▶ **WORK REQUEST A**
From the excerpt on COVID-19 hospital bed shortages in South Africa, list every organization or publication mentioned by name or abbreviation. Do not include general references such as "the government".
▶ **WORK REQUEST B**
Quote the excerpt on COVID-19 hospital bed shortages word for word, starting at "South Africa now" and ending at "who need care.".

▶ **PAGE EXCERPT**
__________
Discovery Health CEO Ryan Noach said they will make sure all Discovery members get a bed if they need one, even if they have to move people around the country.
South Africa now has 311,049 confirmed COVID-19 cases, and this figure is increasing by more than 10,000 new cases per day.
The rapid rise in COVID-19 cases has raised concerns that the country will run out of hospital beds to treat patients who need care.
Jack Bloom, the DA’s Shadow Health MEC in Gauteng, has warned that the province is facing a shortage of hospital beds.
According to Bloom, Gauteng potentially faces a shortage of 6,878 critical care beds and 1,788 ICU nurses when COVID-19 cases hit an expected peak in late August or early September.
“The situation with general beds is even worse. Whereas 25,000 general beds will be needed at peak period, only 6,803 general beds are currently available, a gap of 18,000 beds,” said Bloom.
A Times Live report echoed Bloom’s concerns, saying Gauteng may need more than 50,000 beds by September while there are only 8,300 beds in the province.
A member of the ministerial advisory committee (MAC) added that no-one knows the true availability of hospital beds.
“In the midst of this crisis, the government is still negotiating tenders for field hospitals,” the MAC member said.
Investec said that even under the optimistic scenario modelled by the SA COVID-19 Modelling Consortium (SACMC), the country will struggle to meet the demand for hospital beds.
“Projections on this scenario predict a need for between 20,000 and 35,000 ICU beds between June and November,” Investec said.
__________
[Collected data entries]

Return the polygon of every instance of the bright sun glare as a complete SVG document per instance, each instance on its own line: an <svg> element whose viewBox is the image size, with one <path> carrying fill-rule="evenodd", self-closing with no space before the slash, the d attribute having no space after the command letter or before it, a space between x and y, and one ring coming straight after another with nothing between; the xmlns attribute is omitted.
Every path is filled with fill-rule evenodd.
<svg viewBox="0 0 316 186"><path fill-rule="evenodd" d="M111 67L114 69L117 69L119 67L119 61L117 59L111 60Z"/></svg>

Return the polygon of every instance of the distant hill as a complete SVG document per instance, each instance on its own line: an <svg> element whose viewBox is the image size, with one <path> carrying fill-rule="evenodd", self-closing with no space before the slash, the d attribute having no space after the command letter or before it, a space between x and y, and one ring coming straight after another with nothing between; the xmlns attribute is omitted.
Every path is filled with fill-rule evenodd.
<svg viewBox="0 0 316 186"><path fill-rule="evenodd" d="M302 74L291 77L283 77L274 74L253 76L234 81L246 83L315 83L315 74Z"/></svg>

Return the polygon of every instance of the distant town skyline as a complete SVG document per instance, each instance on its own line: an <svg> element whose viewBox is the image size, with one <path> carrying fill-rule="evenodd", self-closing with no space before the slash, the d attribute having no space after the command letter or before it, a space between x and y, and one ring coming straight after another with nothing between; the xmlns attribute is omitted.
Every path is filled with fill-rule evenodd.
__________
▶ **RESPONSE AREA A**
- Discovery Health
- the DA
- Times Live
- the ministerial advisory committee (MAC)
- Investec
- the SA COVID-19 Modelling Consortium (SACMC)

▶ **RESPONSE AREA B**
South Africa now has 311,049 confirmed COVID-19 cases, and this figure is increasing by more than 10,000 new cases per day.
The rapid rise in COVID-19 cases has raised concerns that the country will run out of hospital beds to treat patients who need care.